--- What you need to do ---
Reproduce the records below in full and exactly, without their images.

[Excerpts from point annotation data]
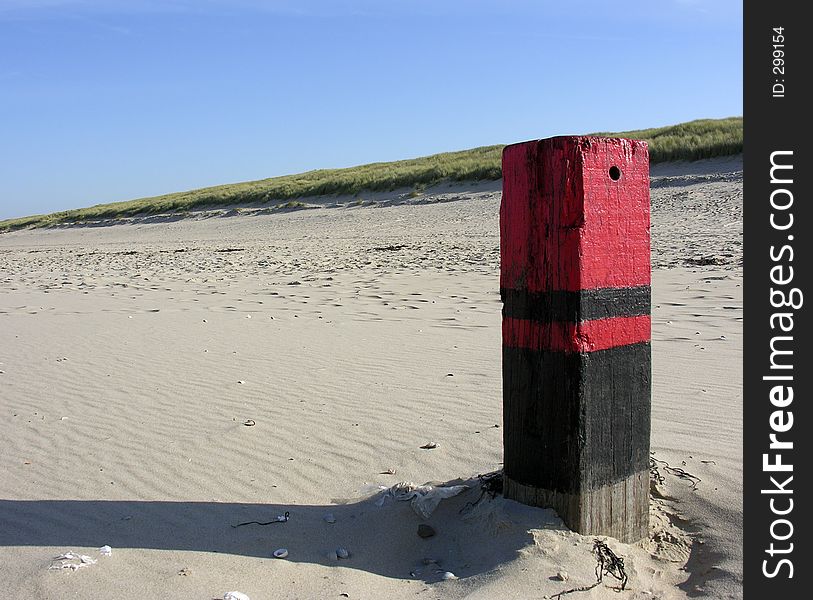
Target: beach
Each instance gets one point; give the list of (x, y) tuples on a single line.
[(165, 382)]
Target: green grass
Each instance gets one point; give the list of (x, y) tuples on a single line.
[(705, 138)]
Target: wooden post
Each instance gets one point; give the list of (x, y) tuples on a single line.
[(575, 277)]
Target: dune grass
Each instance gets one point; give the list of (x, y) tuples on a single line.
[(694, 140)]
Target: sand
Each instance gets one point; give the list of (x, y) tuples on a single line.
[(163, 380)]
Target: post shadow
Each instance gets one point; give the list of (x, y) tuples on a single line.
[(381, 539)]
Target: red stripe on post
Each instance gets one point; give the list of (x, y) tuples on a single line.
[(587, 336), (578, 215)]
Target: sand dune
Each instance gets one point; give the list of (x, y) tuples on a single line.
[(161, 382)]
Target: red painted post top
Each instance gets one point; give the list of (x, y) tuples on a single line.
[(580, 221)]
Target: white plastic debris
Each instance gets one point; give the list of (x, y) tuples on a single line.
[(72, 561), (424, 498)]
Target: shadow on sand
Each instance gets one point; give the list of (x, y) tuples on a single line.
[(380, 539)]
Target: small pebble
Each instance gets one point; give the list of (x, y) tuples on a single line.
[(425, 530)]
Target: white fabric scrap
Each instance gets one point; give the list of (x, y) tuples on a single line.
[(424, 498), (73, 561)]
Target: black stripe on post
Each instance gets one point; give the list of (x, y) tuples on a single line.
[(574, 307), (587, 426)]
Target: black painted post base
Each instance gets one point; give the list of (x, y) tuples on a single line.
[(613, 509)]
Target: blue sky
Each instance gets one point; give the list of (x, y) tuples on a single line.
[(105, 100)]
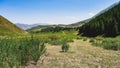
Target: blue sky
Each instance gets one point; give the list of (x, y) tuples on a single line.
[(51, 11)]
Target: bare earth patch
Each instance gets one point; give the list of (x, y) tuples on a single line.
[(81, 55)]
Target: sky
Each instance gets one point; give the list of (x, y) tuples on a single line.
[(51, 11)]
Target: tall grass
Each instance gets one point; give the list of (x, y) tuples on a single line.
[(17, 52), (108, 43)]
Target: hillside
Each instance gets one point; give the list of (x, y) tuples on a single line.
[(6, 27), (81, 22), (105, 24)]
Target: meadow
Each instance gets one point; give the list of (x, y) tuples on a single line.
[(44, 51)]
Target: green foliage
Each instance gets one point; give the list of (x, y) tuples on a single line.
[(84, 39), (105, 24), (6, 27), (65, 47), (17, 52), (92, 40), (108, 43), (51, 29)]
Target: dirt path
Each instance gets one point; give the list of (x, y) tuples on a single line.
[(81, 55)]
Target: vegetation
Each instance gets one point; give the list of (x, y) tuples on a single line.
[(107, 43), (6, 27), (105, 24), (17, 52), (51, 29), (65, 47)]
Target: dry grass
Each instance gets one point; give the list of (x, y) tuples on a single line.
[(81, 55)]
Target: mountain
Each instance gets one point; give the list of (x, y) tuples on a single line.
[(80, 23), (106, 23), (27, 26), (87, 20), (6, 27)]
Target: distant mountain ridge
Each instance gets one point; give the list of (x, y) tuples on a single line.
[(7, 27)]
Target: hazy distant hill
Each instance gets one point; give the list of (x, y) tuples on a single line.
[(7, 27), (105, 24)]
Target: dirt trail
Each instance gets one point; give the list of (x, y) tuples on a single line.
[(81, 55)]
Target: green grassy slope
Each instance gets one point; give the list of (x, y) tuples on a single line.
[(6, 27)]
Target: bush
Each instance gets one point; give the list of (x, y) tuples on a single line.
[(65, 47), (84, 39), (92, 40), (109, 44)]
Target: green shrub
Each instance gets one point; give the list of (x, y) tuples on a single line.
[(109, 44), (92, 41), (84, 39), (65, 47), (17, 52)]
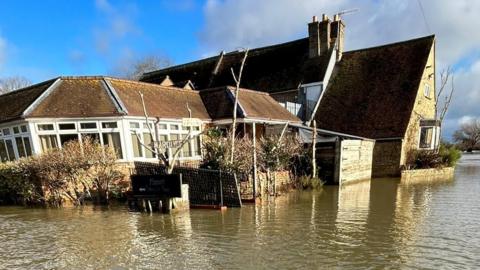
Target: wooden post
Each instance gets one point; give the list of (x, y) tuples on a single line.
[(314, 149), (254, 160)]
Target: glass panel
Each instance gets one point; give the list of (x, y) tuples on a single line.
[(20, 147), (44, 127), (69, 126), (162, 126), (134, 125), (48, 142), (28, 147), (88, 125), (10, 151), (64, 138), (147, 140), (112, 140), (137, 148), (94, 136), (426, 137), (109, 125), (3, 151)]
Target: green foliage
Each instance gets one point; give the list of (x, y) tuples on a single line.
[(71, 173), (307, 182)]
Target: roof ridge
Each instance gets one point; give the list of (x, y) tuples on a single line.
[(391, 44), (29, 87)]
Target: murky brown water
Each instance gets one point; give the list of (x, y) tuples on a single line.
[(376, 225)]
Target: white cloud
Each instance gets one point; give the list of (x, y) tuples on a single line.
[(231, 24)]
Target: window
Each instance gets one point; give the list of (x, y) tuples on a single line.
[(48, 142), (10, 151), (3, 152), (426, 135), (95, 137), (91, 125), (426, 90), (45, 127), (137, 147), (20, 147), (109, 125), (134, 125), (112, 140), (147, 140), (69, 126), (65, 138)]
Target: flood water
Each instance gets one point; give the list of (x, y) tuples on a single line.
[(376, 225)]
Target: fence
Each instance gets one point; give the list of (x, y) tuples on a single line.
[(206, 187)]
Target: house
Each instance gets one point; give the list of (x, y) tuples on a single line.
[(49, 114), (384, 93)]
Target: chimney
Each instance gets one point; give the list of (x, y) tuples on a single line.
[(314, 38), (324, 34), (337, 35)]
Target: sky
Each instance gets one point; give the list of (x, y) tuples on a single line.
[(44, 39)]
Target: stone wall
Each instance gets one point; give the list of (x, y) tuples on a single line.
[(426, 175), (356, 160), (386, 158)]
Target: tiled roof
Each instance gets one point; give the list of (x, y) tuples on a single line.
[(13, 104), (372, 91), (77, 97), (252, 105), (160, 101), (268, 69)]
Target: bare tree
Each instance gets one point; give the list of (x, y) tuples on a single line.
[(9, 84), (135, 69), (237, 80), (468, 136), (445, 92)]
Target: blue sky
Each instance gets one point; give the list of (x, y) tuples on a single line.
[(43, 39)]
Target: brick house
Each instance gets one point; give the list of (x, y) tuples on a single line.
[(385, 93)]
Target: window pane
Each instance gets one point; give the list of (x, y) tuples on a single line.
[(134, 125), (48, 142), (20, 147), (28, 147), (147, 140), (137, 148), (426, 137), (10, 151), (44, 127), (95, 137), (198, 146), (88, 125), (3, 151), (69, 126), (109, 125), (112, 140)]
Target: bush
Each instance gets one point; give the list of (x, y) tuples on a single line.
[(307, 182)]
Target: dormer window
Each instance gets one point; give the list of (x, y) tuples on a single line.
[(426, 90)]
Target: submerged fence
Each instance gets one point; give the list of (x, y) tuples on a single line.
[(206, 187)]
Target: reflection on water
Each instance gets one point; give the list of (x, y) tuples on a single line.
[(374, 224)]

--- The answer ---
Target: beach
Each instance gets one point; give the list of (x, y) tuples on a single line.
[(165, 382)]
Target: green grass
Each instance gets one point; give the list of (x, y) tuples on a single line.
[(705, 138)]
Target: wooden post
Each instance gets one point; give the list of (x, y) tuples on a single line.
[(575, 277)]
Target: dune grass
Each instance gets one point; give the list of (x, y) tuples on a single line.
[(694, 140)]
Target: sand
Each instance gets one point; give the list of (x, y) tuples on a single line.
[(163, 380)]
Target: post shadow
Each instance gets one point; give the list of (x, y) tuples on a single line.
[(381, 539)]
Target: red stripe on post
Each instance gets one point; give the list of (x, y) tuples on a single line.
[(587, 336), (578, 215)]
Target: sand dune
Each instance gets one point; give the list of (x, y) tuples on a single line.
[(161, 382)]
Target: red painted post top
Each instance gets one point; give the list of (x, y) tuples on a single line.
[(580, 221)]
Target: white plastic debris
Each instance gets one point; give the list of (x, y) tuples on a single line.
[(72, 561), (424, 498)]
Target: shadow on sand
Each instance gets one point; give the list of (x, y) tuples on a single line.
[(380, 539)]
Target: small pebble
Each instance gets one point; give the list of (x, y) tuples on a single line.
[(425, 530)]
Target: white fabric scrap
Each instance gets one point; give the list of (x, y) tuples on a single line.
[(424, 498), (73, 561)]
Target: black stripe on post
Each instance gets one point; give the list of (x, y) tuples on a single line.
[(574, 307), (587, 426)]
Target: black painted post base
Each instance gets one point; give the list of (x, y) tuples on a single line.
[(613, 509)]
Target: blue sky
Each instance gets one point; give the list of (x, y) tuples on a single line.
[(105, 100)]
Target: blue sky
Each instance gets one point; give the list of (x, y) tuples on a single line.
[(51, 11)]
Target: bare earth patch
Each instance gets one point; give the list of (x, y) tuples on a single line.
[(81, 55)]
Target: sky
Each instance gets one point; give the list of (x, y) tuples on a single line.
[(51, 11)]
Target: tall grass
Each instance gets one point; give the list of (x, y) tuples on a single line.
[(17, 52), (108, 43)]
Target: hillside
Each instance gets one point; give the list of (x, y) tuples on a single line.
[(6, 27), (81, 22), (105, 24)]
Target: meadow
Each instance gets one point; give the list of (x, y) tuples on a single line.
[(44, 51)]
Target: green foliage
Each instance gets one point; give the list of (x, y) tuples on a single line.
[(84, 39), (105, 24), (6, 27), (65, 47), (17, 52), (92, 40), (108, 43), (51, 29)]
Target: dirt path
Each instance gets one point; give the list of (x, y) tuples on a single line.
[(81, 55)]
Target: vegetation
Each instance gets one point; give the list of (x, y) tuples on a single line.
[(107, 43), (6, 27), (105, 24), (17, 52), (51, 29), (65, 47)]
Target: dry grass
Each instance gets one point; give the list of (x, y) tuples on a single line.
[(81, 55)]
Target: mountain
Each instance gets one point; give the list of (x, y) tuples on a single line.
[(80, 23), (106, 23), (27, 26), (87, 20), (6, 27)]
Target: distant mountain ridge
Each instance gets one point; give the list of (x, y) tuples on a single line.
[(7, 27)]
Target: hazy distant hill
Each instance gets one point; give the list of (x, y) tuples on a single line.
[(7, 27), (105, 24)]
Target: dirt trail
Each instance gets one point; give the list of (x, y) tuples on a single line.
[(81, 55)]
Target: green grassy slope
Each instance gets one point; give the list of (x, y) tuples on a single line.
[(6, 27)]
Target: bush
Each instance gets one point; give the list of (x, y) tuples on a single line.
[(65, 47), (84, 39), (92, 40), (109, 44)]
Target: green shrub
Each instance gets one point; give the list of (x, y) tuples on a single line.
[(109, 44), (92, 41), (84, 39), (65, 47), (17, 52)]
Target: wooden post
Each instance gets one point; give the list of (x, y) tuples on a single line.
[(314, 149), (254, 160)]
Target: glass panel
Each instance gets one point; give the list of (x, y) tuples on a single line.
[(20, 147), (44, 127), (69, 126), (162, 126), (134, 125), (48, 142), (28, 147), (88, 125), (10, 151), (64, 138), (147, 140), (112, 140), (137, 148), (94, 136), (426, 137), (109, 125), (3, 151)]
Target: green foliage
Each instance gets one point; give the list of (x, y) tuples on a single line.
[(71, 173), (307, 182)]
Target: roof ridge
Each instance gets one point; give the list of (x, y) tuples on a single line.
[(391, 44), (29, 87)]
Target: murky brown water
Each instance gets one point; give the list of (x, y) tuples on a single line.
[(376, 225)]
Target: white cloud
Each instance gets one point; give the list of (x, y) tuples on a single line.
[(231, 24)]
Target: window
Each instance gets one point; give the list of (x, y) tuples on a single line.
[(48, 142), (10, 151), (3, 152), (426, 135), (95, 137), (91, 125), (426, 90), (45, 127), (137, 147), (20, 147), (109, 125), (134, 125), (112, 140), (147, 140), (69, 126), (65, 138)]
Target: flood water
Each instance gets one point; give the list of (x, y) tuples on a single line.
[(376, 225)]
Target: fence
Each instance gets one point; give the list of (x, y) tuples on a single line.
[(206, 187)]
Target: house
Each instance gets one point; give the list of (x, y) tuples on a single line.
[(49, 114), (384, 93)]
Target: chimney
Each instance gets one point; give the list of (x, y) tuples on a single line.
[(314, 38), (324, 34), (337, 35)]
Target: sky
Each instance gets one point; give the list of (x, y) tuples on a single line.
[(44, 39)]
Target: stone wall
Each instance gets one point; give the list of (x, y) tuples on a single line.
[(426, 175), (356, 160), (386, 158)]
Target: tiled roof
Each instance gets one point; give the list of (x, y) tuples on a single line.
[(13, 104), (372, 91), (77, 97), (252, 105), (160, 101), (268, 69)]
Target: bare tree
Each instance gets one point; give the list of (x, y) tuples on a single line.
[(9, 84), (135, 69), (237, 80), (468, 136), (445, 92)]
Target: blue sky
Each instance gets one point; give the list of (x, y) tuples on a single line.
[(43, 39)]
Target: brick house
Each instance gets one point; give the list of (x, y) tuples on a single line.
[(385, 93)]
Target: window pane
Each instance gets one point; give the list of (x, y) tuples on a single line.
[(134, 125), (48, 142), (20, 147), (28, 147), (147, 140), (137, 148), (426, 137), (10, 151), (44, 127), (95, 137), (198, 146), (88, 125), (3, 151), (69, 126), (109, 125), (112, 140)]
Target: bush
Each instance gets one point; give the list of (x, y) tuples on a single line.
[(307, 182)]
Target: dormer window
Each instance gets one point; give the list of (x, y) tuples on a single line.
[(426, 90)]
Target: submerged fence
Each instance gets one point; give the list of (x, y) tuples on a single line.
[(206, 187)]
Target: reflection on water
Each instance gets one point; give the list of (x, y) tuples on a single line.
[(374, 224)]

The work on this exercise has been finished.